We break up the big job of becoming prepared into 12 smaller 'things' or topics. Below are the 12 Do 1 Thing topics to help you become better prepared. Within each are easy and affordable suggestions that you can do to become better prepared.
In a disaster you may be asked to either evacuate or shelter-in-place. In the excitement of an emergency, it can be difficult to focus on what you are doing. Know what to do to keep your family safe. Practice your tornado and fire safety plans. If your family has practiced, they will be more comfortable doing it when the emergency actually happens.
An emergency food supply doesn’t have to sit on a shelf, ready for disaster to strike (although it can). It can be part of the food you use every day. The key to a good food storage plan is to buy ahead of time. Replace items before they run out. Buy items when they are on sale.
Disasters can happen at any time. If you are away from home do you know where to find safe shelter locations? Do you know what the emergency procedures are for your child’s school or for your workplace? Will people who count on you know what to do if you can’t reach them? Know how to make sure you and your loved ones are safe in a disaster, no matter where you are.
Every household is different. Is there an infant or young child in your home? Does someone in your family have a medical condition that requires medication? Do you have a pet? Before disaster strikes, talk to your family about your household’s unique needs. Make a list of special items you may need in a disaster.
Today we have more ways to speak with one another than ever before. We are used to staying in touch with cell phones, internet, and email, but disasters can change things. These devices may not be available. Cell phone towers quickly become overloaded with people trying to reach friends and family. If the power is out at your home, cordless phones, internet, and email will not work either.

**Problem set**
A – List every means of staying in touch that the disaster preparedness text names.
B – Copy the part of the disaster preparedness text that starts with "In a disaster you" and goes on through "emergency actually happens.".

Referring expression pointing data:
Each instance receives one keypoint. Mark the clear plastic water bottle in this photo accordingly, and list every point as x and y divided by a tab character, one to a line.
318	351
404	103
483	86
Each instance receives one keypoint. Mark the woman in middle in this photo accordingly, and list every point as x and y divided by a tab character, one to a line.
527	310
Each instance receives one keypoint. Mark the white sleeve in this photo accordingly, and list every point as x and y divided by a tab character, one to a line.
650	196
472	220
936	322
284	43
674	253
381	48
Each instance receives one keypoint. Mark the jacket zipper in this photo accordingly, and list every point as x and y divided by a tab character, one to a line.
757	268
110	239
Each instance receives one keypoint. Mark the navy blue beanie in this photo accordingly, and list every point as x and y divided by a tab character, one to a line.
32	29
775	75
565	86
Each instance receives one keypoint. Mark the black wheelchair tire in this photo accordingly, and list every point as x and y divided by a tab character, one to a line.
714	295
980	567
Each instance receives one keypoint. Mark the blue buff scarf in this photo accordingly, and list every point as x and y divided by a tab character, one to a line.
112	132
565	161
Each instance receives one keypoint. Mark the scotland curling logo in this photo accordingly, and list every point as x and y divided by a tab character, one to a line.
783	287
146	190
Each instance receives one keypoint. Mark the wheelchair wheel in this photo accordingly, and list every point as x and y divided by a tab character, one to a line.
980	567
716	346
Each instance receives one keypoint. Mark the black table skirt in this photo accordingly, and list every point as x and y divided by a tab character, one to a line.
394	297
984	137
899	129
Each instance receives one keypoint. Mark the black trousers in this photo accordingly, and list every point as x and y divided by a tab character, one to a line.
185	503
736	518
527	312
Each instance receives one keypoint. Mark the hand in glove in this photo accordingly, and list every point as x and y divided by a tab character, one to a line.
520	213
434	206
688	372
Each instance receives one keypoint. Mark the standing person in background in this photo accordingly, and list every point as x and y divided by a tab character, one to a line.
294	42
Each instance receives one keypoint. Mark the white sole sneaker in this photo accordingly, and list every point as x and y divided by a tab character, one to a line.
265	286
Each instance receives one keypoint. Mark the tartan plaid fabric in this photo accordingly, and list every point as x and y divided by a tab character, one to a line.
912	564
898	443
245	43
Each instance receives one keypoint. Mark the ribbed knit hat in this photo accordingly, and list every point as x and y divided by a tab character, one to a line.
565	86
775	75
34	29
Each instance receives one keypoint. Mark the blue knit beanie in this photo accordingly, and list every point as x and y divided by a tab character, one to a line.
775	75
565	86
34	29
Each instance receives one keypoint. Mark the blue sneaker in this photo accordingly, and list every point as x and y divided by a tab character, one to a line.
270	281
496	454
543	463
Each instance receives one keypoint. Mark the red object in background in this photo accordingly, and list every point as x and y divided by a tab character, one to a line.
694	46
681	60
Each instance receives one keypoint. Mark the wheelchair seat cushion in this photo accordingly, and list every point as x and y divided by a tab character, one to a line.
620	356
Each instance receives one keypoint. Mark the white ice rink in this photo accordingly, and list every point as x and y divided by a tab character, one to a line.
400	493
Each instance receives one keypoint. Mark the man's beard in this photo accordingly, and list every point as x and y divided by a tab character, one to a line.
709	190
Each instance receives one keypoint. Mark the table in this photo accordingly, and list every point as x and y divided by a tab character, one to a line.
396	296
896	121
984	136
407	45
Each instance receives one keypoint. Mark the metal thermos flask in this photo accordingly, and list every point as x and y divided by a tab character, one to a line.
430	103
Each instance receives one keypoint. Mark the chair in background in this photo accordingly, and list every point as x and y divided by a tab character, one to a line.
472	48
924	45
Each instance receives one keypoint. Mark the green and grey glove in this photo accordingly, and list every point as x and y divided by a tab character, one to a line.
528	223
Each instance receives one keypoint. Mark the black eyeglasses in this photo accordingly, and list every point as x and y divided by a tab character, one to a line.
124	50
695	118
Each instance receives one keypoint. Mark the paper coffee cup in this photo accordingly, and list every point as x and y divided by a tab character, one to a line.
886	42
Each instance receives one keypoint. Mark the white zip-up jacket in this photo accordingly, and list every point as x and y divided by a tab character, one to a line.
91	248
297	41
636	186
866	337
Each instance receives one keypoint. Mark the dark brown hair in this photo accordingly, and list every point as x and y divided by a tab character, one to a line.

...

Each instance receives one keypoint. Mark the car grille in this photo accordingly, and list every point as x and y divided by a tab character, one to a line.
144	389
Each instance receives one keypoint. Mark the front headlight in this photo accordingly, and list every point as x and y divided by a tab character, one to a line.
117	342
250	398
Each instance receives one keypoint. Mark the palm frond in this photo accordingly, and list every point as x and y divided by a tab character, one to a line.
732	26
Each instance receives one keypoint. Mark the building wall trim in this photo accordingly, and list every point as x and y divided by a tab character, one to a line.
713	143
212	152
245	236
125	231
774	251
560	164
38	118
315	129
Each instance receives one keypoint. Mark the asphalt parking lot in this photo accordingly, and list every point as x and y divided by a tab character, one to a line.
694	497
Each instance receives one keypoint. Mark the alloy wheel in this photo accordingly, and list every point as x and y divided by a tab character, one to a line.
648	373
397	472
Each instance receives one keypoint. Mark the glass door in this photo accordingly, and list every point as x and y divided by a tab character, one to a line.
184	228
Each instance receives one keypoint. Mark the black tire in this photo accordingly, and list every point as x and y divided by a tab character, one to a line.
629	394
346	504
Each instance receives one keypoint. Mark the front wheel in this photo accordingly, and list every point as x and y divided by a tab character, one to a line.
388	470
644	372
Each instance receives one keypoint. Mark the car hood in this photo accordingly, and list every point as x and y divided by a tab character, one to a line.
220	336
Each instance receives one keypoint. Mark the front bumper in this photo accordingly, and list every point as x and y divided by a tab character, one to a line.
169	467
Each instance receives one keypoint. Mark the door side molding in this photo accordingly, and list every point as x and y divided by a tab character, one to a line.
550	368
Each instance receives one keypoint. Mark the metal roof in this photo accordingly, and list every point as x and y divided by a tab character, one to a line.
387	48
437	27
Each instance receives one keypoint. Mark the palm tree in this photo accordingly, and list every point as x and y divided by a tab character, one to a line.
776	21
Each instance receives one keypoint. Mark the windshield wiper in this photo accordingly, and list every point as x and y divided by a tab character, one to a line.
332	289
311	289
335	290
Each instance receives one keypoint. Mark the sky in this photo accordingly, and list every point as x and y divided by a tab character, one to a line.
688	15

* * *

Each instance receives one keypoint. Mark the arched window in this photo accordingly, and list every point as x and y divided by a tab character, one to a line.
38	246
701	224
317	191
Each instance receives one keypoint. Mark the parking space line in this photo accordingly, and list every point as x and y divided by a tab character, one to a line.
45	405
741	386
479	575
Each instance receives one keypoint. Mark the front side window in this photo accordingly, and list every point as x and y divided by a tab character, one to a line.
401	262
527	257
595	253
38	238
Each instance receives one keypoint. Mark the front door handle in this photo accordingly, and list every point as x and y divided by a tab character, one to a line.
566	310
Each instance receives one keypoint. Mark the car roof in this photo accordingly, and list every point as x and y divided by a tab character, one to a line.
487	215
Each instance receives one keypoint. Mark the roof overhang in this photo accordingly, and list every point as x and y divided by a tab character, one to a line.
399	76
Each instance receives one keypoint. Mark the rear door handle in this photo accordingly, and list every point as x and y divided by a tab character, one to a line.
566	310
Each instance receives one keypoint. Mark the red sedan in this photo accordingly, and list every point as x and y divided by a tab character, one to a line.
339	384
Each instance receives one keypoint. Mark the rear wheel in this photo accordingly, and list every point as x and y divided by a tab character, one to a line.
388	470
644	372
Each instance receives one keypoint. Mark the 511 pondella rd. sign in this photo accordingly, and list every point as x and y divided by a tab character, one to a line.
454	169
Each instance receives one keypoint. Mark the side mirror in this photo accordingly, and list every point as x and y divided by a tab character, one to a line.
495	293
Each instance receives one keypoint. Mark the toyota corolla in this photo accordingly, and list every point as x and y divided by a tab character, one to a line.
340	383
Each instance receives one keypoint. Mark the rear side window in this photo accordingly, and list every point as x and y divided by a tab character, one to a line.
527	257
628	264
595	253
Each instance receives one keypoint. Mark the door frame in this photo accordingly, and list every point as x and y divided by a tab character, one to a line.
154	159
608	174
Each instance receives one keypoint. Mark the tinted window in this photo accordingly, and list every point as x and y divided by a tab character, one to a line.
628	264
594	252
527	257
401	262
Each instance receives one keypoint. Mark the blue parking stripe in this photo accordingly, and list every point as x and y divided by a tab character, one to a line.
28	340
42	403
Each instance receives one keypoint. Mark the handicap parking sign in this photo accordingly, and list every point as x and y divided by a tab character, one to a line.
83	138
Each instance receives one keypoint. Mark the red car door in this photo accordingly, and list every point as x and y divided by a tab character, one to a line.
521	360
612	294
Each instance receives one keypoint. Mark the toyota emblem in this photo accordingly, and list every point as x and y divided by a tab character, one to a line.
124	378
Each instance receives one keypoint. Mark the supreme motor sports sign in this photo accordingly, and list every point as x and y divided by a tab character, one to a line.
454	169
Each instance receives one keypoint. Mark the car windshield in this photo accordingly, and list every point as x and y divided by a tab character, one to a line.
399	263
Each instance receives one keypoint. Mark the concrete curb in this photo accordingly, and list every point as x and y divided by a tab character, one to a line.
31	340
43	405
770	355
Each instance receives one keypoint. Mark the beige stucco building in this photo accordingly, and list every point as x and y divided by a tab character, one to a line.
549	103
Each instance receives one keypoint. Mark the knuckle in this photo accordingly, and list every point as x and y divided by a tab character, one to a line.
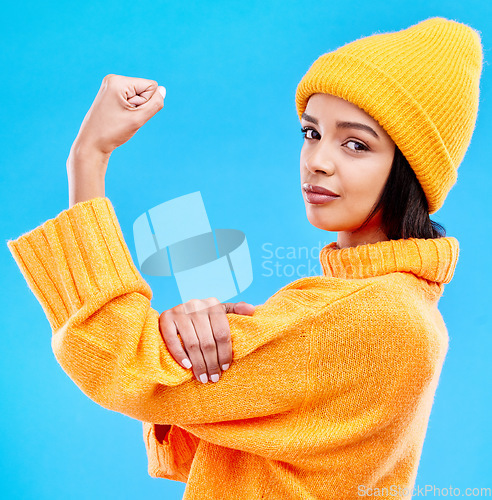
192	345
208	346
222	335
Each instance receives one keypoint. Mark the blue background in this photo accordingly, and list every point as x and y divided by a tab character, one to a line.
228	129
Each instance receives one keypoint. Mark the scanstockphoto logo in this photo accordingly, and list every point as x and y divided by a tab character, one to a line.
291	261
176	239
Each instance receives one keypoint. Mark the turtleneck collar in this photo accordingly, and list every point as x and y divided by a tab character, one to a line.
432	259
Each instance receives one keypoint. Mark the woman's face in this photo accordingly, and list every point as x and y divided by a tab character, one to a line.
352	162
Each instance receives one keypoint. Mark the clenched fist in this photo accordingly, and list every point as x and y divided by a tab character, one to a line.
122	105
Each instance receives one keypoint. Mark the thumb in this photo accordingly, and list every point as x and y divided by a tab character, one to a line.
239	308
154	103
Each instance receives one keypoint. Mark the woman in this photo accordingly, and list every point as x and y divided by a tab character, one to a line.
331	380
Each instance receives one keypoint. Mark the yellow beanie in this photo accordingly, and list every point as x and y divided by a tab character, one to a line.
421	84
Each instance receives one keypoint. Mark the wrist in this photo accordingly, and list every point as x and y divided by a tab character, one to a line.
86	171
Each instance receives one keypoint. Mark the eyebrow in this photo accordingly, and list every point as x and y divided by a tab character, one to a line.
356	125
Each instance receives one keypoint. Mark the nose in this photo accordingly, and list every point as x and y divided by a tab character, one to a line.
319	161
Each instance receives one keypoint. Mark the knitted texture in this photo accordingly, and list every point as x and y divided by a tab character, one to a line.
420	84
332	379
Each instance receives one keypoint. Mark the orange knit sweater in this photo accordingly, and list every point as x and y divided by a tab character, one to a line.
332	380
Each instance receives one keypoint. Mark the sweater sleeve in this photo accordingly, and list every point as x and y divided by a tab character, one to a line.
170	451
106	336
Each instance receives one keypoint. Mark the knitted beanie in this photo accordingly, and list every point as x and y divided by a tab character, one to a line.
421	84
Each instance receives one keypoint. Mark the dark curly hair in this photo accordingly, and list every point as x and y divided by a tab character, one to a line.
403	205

**Solved problems**
A – cell phones, internet, email, cordless phones

B –
In a disaster you may be asked to either evacuate or shelter-in-place. In the excitement of an emergency, it can be difficult to focus on what you are doing. Know what to do to keep your family safe. Practice your tornado and fire safety plans. If your family has practiced, they will be more comfortable doing it when the emergency actually happens.